[TEXT SECTION Boundary: Start]

One of the things that makes LLMs so useful is that they can handle multiple tasks through a language interface. That is, to get an LLM to do something, all you have to do is ask! What made this intuitive interaction possible? It was a series of small advances that, one by one, unlocked the magic of LLMs.

The first advance came by reexamining the way we approach a sub-field of machine learning: supervised learning. It was commonly accepted that, for supervised learning, a model had to be trained for one specific task using a specific dataset that describes the task with multiple examples.  For example, if we want to predict whether an email is spam or not based on the words in the email, we would collect a set of emails and label each one as “spam” or “not-spam”. This categorizing of text (emails) into groups (classes: spam or not-spam) is called text classification. This classic supervised learning task has been studied for decades with the same workflow: collect data, label each item in the dataset (by hand), and train a new model on that data — and often only that data — to perform the classification task.  

The frameworks that train classification models are built very generally so that we can train models for any classification task. That means these frameworks must have the ability to handle classes with any name. To do this, models represent class names with integers (e.g. spam and not-spam might become 0 and 1). Classification models ignore the content of class names and just substitute them with their corresponding numbers. So the computer doesn’t really know it’s sorting spam from not-spam; it just sorts data into two buckets labeled 0 and 1. 

But around 2019, LLMs drastically changed our approach to supervised learning.

The shift came from the observation that since an LLM can produce words as output, that output word can be the classification. If we are classifying an email as spam or not-spam, we would pass the email to the LLM, along with the prompt “Is this email spam?”. Then, we train it to produce the word “spam” if the email is spam, and “not-spam” otherwise.  After reading the email, the LLM will have a probability associated with the phrases “spam” and “not-spam.” We can compare probabilities to find the most likely class for the email. 

This works better than the 0 vs 1 classification models we previously used because it allows us to leverage the huge amount of text the LLM was pretrained on (more than just the specific email spam dataset), and also allows the model to see the semantics of the task through the prompt (“Is this email spam?”) and the actual class labels (“spam” and “not-spam” instead of 0 and 1).

[TEXT SECTION Boundary: End]
[INFORMATION Boundary: Start]

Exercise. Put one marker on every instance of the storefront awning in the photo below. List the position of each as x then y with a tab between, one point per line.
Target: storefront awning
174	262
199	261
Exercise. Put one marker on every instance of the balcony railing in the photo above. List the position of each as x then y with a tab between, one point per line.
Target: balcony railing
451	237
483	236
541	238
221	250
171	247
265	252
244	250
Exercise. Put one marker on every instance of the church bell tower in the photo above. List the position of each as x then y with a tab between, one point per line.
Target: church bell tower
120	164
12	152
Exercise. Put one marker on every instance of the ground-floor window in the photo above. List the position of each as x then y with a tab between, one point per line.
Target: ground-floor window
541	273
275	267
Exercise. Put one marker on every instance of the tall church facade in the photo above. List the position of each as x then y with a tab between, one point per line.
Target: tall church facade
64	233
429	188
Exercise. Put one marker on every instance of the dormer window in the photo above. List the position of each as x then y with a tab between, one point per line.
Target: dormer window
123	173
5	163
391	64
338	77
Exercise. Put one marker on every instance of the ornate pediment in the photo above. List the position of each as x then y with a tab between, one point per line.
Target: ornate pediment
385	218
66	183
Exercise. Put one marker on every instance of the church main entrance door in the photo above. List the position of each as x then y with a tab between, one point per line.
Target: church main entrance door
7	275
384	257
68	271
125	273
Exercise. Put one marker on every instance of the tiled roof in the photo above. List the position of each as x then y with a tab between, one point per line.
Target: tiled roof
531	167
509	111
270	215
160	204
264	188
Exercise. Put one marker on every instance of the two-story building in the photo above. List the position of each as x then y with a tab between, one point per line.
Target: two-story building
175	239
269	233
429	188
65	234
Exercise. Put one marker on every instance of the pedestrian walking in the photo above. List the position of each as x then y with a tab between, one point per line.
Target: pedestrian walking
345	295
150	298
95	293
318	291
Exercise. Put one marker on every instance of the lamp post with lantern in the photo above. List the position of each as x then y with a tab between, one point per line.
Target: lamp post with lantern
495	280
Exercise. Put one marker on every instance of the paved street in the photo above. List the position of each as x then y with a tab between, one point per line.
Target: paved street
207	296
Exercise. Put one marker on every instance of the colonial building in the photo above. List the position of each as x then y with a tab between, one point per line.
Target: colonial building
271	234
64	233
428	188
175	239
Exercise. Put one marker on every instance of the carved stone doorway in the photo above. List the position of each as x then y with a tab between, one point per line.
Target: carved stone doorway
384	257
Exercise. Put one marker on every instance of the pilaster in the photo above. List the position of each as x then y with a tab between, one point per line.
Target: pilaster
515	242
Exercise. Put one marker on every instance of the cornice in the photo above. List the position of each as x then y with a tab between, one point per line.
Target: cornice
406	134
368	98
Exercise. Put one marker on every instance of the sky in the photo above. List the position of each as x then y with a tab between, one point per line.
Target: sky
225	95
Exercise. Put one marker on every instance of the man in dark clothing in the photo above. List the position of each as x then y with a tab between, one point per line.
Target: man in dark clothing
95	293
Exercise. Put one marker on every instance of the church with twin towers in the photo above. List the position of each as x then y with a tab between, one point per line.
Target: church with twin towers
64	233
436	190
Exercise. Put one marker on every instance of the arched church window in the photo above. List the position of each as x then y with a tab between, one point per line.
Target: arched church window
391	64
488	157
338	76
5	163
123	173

[INFORMATION Boundary: End]

§ **INSTRUCTIONS TO FOLLOW**
For each statement, say whether it agrees with the text on LLM classification, answering yes or no and quoting the deciding words exactly. (a) Classification models represent class names with integers. (b) LLMs changed the approach to supervised learning around 2015. (c) The LLM approach lets the model see the semantics of the task through the prompt. Please rely only on the text on LLM classification, not on the material.

§ **EXERCISE ANSWER**
(a) Yes: "models represent class names with integers"
(b) No: "But around 2019, LLMs drastically changed our approach to supervised learning."
(c) Yes: "allows the model to see the semantics of the task through the prompt"